Let me give you the brief:

When I first started uni in Manchester two years ago, I met a girl, lets call her Helen. Now Helen and I completely fancied each other but we were such good friends that I didn't want to go messing up our relationship by trying to take things further. Typical loner type response that really. But I wasn't to know better.

Anyways, I failed the year and went home and took a year out. I lost contact with Helen and now I'm back. She knows I'm back. I haven't seen her yet though. I haven't had a chance to meet her since I started uni again 3 weeks ago because I caught the flu and I was awa on the field trip etc.

You must understand I've had major 'oneitis' over this chick for the past 18 months when the heart did grow fonder. I imagined situations in my head where I'd meet up with her again. I want to suprise her etc. You get the picture.
I suppose the ideal situation would be to see her in a club without her seeing me and then teasing her by tapping her on the shoulder and then turning around etc.

:: Written task a ::
Which spans of time does the post about Helen mention? List each one.

:: Task material ::
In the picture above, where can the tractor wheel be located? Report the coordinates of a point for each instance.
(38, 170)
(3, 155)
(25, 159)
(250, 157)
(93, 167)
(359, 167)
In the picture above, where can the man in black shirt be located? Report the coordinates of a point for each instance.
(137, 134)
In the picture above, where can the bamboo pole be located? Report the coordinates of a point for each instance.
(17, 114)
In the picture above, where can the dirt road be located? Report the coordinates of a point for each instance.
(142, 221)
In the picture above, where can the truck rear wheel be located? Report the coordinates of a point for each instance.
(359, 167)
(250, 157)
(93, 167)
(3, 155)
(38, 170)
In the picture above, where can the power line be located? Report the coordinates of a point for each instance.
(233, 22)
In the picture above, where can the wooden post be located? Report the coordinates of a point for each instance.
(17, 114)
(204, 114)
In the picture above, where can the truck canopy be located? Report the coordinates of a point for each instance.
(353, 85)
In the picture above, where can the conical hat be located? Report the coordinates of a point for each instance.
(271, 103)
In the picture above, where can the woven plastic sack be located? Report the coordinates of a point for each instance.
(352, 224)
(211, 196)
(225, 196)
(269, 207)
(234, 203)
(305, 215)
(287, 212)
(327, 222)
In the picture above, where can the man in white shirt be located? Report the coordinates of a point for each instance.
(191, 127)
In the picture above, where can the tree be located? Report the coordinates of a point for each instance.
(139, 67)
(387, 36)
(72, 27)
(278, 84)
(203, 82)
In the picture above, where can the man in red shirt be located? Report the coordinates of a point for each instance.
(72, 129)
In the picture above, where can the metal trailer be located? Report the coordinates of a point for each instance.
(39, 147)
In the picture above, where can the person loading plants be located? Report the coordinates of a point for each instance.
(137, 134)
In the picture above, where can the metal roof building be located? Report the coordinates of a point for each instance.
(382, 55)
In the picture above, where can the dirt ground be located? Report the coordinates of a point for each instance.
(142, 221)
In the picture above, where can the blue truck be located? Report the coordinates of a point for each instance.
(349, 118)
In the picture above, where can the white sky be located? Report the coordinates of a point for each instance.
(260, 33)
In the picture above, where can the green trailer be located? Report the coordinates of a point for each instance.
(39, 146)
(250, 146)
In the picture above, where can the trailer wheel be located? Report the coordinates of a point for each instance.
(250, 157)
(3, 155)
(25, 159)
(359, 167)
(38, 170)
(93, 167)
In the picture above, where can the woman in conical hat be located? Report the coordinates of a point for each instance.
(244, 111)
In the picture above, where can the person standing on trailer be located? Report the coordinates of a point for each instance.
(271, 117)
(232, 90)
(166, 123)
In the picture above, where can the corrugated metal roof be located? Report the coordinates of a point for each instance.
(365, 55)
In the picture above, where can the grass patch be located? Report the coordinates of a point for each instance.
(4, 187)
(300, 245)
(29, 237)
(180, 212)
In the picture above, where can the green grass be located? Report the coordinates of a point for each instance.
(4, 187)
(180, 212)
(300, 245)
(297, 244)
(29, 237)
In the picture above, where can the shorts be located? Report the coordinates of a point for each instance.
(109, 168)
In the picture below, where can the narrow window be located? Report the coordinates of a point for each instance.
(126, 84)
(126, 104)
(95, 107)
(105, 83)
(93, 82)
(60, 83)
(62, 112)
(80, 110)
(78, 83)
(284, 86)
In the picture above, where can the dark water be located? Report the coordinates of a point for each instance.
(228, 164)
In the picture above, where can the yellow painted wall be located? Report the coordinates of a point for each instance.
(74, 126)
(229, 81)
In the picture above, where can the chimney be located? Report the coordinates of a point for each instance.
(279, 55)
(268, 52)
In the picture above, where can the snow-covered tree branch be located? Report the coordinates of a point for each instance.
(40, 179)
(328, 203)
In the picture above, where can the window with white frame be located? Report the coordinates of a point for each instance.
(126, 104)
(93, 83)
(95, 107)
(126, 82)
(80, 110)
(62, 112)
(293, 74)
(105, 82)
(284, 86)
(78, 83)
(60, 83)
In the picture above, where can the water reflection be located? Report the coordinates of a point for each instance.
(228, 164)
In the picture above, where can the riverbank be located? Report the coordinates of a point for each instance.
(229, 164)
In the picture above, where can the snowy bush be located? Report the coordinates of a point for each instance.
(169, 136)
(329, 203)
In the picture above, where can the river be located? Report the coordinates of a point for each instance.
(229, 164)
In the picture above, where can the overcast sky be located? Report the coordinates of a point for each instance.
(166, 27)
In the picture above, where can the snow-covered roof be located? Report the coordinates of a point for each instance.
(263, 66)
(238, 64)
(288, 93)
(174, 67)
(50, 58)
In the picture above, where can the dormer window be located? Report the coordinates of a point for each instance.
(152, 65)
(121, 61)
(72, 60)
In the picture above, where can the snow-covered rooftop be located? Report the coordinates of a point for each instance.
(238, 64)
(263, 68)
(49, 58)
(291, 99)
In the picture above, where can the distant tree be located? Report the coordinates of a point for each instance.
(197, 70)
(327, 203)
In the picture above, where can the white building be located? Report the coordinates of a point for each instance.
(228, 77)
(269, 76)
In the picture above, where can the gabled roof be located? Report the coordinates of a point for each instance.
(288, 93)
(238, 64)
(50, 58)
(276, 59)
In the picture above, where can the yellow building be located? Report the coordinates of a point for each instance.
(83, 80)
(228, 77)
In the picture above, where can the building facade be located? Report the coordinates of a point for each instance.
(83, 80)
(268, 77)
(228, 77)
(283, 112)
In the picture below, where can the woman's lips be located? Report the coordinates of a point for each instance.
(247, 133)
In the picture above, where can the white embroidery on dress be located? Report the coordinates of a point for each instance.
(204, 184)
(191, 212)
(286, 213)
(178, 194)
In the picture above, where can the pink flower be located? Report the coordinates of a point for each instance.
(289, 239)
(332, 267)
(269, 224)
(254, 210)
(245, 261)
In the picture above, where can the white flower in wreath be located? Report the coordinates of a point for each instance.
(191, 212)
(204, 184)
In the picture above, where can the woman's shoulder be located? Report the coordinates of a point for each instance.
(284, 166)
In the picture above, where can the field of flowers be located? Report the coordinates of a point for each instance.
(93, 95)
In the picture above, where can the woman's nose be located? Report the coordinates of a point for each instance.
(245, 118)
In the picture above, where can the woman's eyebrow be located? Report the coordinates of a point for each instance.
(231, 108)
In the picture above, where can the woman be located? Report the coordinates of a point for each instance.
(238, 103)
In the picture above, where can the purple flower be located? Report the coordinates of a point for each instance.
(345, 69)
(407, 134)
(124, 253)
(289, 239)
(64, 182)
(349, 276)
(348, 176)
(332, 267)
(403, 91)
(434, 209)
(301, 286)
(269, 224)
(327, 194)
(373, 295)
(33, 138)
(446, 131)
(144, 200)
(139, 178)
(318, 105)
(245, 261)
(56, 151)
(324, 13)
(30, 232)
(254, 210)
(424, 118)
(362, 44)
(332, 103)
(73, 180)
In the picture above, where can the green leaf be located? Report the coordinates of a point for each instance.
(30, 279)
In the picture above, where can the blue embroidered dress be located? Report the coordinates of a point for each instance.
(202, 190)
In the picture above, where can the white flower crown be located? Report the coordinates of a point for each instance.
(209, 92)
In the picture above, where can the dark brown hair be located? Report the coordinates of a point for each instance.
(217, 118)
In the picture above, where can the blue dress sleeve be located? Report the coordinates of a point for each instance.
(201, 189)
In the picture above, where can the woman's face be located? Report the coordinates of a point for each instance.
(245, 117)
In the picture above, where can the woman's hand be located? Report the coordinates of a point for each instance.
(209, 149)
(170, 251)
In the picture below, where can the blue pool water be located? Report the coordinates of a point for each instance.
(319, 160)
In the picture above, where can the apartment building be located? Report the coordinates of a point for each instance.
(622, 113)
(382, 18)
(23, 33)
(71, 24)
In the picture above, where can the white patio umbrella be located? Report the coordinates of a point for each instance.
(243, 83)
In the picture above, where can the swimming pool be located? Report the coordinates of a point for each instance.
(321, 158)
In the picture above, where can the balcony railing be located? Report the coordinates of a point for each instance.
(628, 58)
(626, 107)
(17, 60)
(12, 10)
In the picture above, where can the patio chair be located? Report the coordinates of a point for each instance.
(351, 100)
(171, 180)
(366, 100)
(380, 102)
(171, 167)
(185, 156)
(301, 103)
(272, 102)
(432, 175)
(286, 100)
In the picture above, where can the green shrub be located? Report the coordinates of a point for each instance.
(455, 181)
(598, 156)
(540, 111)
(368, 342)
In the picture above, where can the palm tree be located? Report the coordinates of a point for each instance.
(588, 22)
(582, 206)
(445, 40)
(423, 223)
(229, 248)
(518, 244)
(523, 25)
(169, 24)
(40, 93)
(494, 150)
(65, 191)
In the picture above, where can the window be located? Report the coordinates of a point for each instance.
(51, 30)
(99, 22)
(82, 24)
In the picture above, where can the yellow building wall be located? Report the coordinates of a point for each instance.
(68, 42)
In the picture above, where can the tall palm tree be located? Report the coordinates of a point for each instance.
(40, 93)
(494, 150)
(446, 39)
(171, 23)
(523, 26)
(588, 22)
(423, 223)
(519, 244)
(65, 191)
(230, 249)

:: Written task b ::
Could you output the stretch of the records from the line containing "In the picture above, where can the balcony" through the end of the records as a numbered list, leaving out any blank lines?

:: Correct response a ::
- two years ago
- a year (taken out)
- 3 weeks ago
- the past 18 months

:: Correct response b ::
1. In the picture above, where can the balcony railing be located? Report the coordinates of a point for each instance.
2. (628, 58)
3. (626, 107)
4. (17, 60)
5. (12, 10)
6. In the picture above, where can the patio chair be located? Report the coordinates of a point for each instance.
7. (351, 100)
8. (171, 180)
9. (366, 100)
10. (380, 102)
11. (171, 167)
12. (185, 156)
13. (301, 103)
14. (272, 102)
15. (432, 175)
16. (286, 100)
17. In the picture above, where can the green shrub be located? Report the coordinates of a point for each instance.
18. (455, 181)
19. (598, 156)
20. (540, 111)
21. (368, 342)
22. In the picture above, where can the palm tree be located? Report the coordinates of a point for each instance.
23. (588, 22)
24. (582, 206)
25. (445, 40)
26. (423, 223)
27. (229, 248)
28. (518, 244)
29. (523, 25)
30. (169, 24)
31. (40, 93)
32. (494, 150)
33. (65, 191)
34. In the picture above, where can the window be located? Report the coordinates of a point for each instance.
35. (51, 30)
36. (99, 22)
37. (82, 24)
38. In the picture above, where can the yellow building wall be located? Report the coordinates of a point for each instance.
39. (68, 42)
40. In the picture above, where can the tall palm tree be located? Report the coordinates of a point for each instance.
41. (40, 93)
42. (494, 150)
43. (446, 39)
44. (171, 23)
45. (523, 26)
46. (588, 22)
47. (423, 223)
48. (519, 244)
49. (65, 191)
50. (230, 249)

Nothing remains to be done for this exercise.